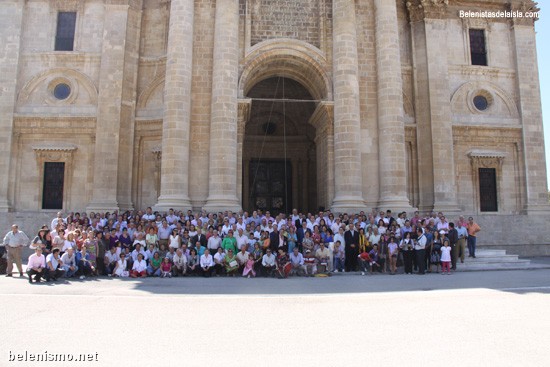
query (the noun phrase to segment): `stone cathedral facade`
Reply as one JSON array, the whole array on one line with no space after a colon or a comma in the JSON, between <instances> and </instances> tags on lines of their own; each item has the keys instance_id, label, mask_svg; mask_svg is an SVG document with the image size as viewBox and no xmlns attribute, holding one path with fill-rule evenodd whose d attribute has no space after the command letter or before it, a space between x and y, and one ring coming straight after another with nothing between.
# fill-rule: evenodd
<instances>
[{"instance_id":1,"label":"stone cathedral facade","mask_svg":"<svg viewBox=\"0 0 550 367\"><path fill-rule=\"evenodd\" d=\"M534 19L461 16L537 10L3 0L0 211L441 210L547 253Z\"/></svg>"}]
</instances>

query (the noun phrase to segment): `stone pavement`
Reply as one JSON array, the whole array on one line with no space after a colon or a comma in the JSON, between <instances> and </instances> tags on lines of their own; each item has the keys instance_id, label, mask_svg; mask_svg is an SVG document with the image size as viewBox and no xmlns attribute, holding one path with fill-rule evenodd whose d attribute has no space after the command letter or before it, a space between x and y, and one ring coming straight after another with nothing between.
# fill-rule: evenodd
<instances>
[{"instance_id":1,"label":"stone pavement","mask_svg":"<svg viewBox=\"0 0 550 367\"><path fill-rule=\"evenodd\" d=\"M243 279L0 277L0 366L546 366L550 270ZM24 353L94 362L10 362ZM27 354L28 355L28 354ZM162 362L161 362L162 361Z\"/></svg>"}]
</instances>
────────────────────────────────────────
DIRECTIONS: Your reply should be the entries above, repeated exactly and free of pictures.

OUTPUT FOR THIS TASK:
query (the noun phrase to segment): `stone cathedral facade`
Reply as one JSON array, the whole array on one line with no space after a colon or a comma in the JSON, between <instances> and </instances> tags on lines of their own; each item has the keys instance_id, label, mask_svg; mask_svg is an SVG document with the image size as viewBox and no xmlns attribute, holding one path with fill-rule evenodd whose d attribute has no space after the command letter or before it, a space between x and y, and one ring coming straight after another with nothing between.
# fill-rule: evenodd
<instances>
[{"instance_id":1,"label":"stone cathedral facade","mask_svg":"<svg viewBox=\"0 0 550 367\"><path fill-rule=\"evenodd\" d=\"M534 19L461 16L537 10L3 0L0 211L441 210L547 253Z\"/></svg>"}]
</instances>

query (the noun phrase to segment): `stone pavement`
Reply as one JSON array, the whole array on one line with no space after a colon or a comma in the JSON, between <instances> and </instances> tags on lines of their own; each item has the keys instance_id, label, mask_svg; mask_svg is an SVG document with the image size as viewBox and no xmlns attribute, holding one path with fill-rule evenodd whose d attribute has no space after the command letter or before it, a space between x and y, and one ring coming straight after another with nothing between.
# fill-rule: evenodd
<instances>
[{"instance_id":1,"label":"stone pavement","mask_svg":"<svg viewBox=\"0 0 550 367\"><path fill-rule=\"evenodd\" d=\"M243 279L0 277L0 366L546 366L550 270ZM24 353L94 362L10 362ZM27 354L28 355L28 354ZM162 362L161 362L162 361Z\"/></svg>"}]
</instances>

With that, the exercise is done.